Class not found exception : spark on zeppelin

classic Classic list List threaded Threaded
1 message Options
Reply | Threaded
Open this post in threaded view
|

Class not found exception : spark on zeppelin

Udit Mehta
Hi,

I am running spark on zeppeling and trying to create some temp tables to run sql queries on.
I have json data on hdfs which I am trying to load as a jsonRdd.
Here are my commands:

val data=sc.sequenceFile("/user/ds=01-02-2015/hour=2/*", classOf[Null], classOf[org.apache.hadoop.io.Text]).map{case (k,v) => v.toString()}

import org.apache.spark.sql.SQLContext
val sqlContext = new SQLContext(sc)
val recordsJson = sqlContext.jsonRDD(data)

And here is the error i get which clearly shows its failing on the json rdd step:

data: org.apache.spark.rdd.RDD[String] = MapPartitionsRDD[11] at map at <console>:26 import org.apache.spark.sql.SQLContext sqlContext: org.apache.spark.sql.SQLContext = org.apache.spark.sql.SQLContext@313547c4 org.apache.spark.SparkException: Job aborted due to stage failure: Task 0 in stage 0.0 failed 4 times, most recent failure: Lost task 0.3 in stage 0.0 (TID 3, gdoop-worker31.snc1): java.lang.ClassNotFoundException: $iwC$$iwC$$iwC$$iwC$$iwC$$iwC$$iwC$$iwC$$iwC$$anonfun$1 at org.apache.spark.repl.ExecutorClassLoader.findClass(ExecutorClassLoader.scala:69) at java.lang.ClassLoader.loadClass(ClassLoader.java:425) at java.lang.ClassLoader.loadClass(ClassLoader.java:358) at java.lang.Class.forName0(Native Method) at java.lang.Class.forName(Class.java:278)

### What the task requires:
Repeat the passage of the Spark on Zeppelin forum post that begins with the words "Here are my" and ends with "sqlContext = new SQLContext(sc)".

### Recorded data:

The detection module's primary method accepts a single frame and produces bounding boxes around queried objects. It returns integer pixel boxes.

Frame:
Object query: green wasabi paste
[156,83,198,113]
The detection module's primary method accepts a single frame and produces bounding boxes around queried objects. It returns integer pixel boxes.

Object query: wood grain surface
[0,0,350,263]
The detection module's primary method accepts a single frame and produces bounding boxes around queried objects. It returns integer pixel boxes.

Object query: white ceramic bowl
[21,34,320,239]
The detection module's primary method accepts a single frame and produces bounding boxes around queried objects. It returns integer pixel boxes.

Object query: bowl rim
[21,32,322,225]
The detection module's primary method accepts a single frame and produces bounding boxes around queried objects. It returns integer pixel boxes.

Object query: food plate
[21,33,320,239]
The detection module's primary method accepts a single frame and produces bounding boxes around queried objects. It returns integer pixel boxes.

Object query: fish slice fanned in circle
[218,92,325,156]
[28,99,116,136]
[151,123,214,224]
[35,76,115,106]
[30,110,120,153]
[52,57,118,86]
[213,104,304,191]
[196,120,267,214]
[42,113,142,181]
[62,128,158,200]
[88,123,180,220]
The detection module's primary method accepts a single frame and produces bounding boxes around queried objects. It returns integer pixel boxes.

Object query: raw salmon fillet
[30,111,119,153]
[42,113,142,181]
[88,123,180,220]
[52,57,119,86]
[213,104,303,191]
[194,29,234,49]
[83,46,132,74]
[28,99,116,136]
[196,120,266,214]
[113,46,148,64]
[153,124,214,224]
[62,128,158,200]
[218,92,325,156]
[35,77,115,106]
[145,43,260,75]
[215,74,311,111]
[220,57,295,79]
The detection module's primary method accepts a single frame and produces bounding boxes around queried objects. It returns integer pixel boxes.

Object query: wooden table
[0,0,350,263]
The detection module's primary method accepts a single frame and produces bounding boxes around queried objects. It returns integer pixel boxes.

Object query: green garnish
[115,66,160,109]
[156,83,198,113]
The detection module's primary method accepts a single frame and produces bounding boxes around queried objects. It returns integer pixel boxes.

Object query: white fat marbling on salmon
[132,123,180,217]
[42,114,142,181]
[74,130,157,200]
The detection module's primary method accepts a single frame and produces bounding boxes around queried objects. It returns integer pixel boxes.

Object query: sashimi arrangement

### The solution:
Here are my commands:

val data=sc.sequenceFile("/user/ds=01-02-2015/hour=2/*", classOf[Null], classOf[org.apache.hadoop.io.Text]).map{case (k,v) => v.toString()}

import org.apache.spark.sql.SQLContext
val sqlContext = new SQLContext(sc)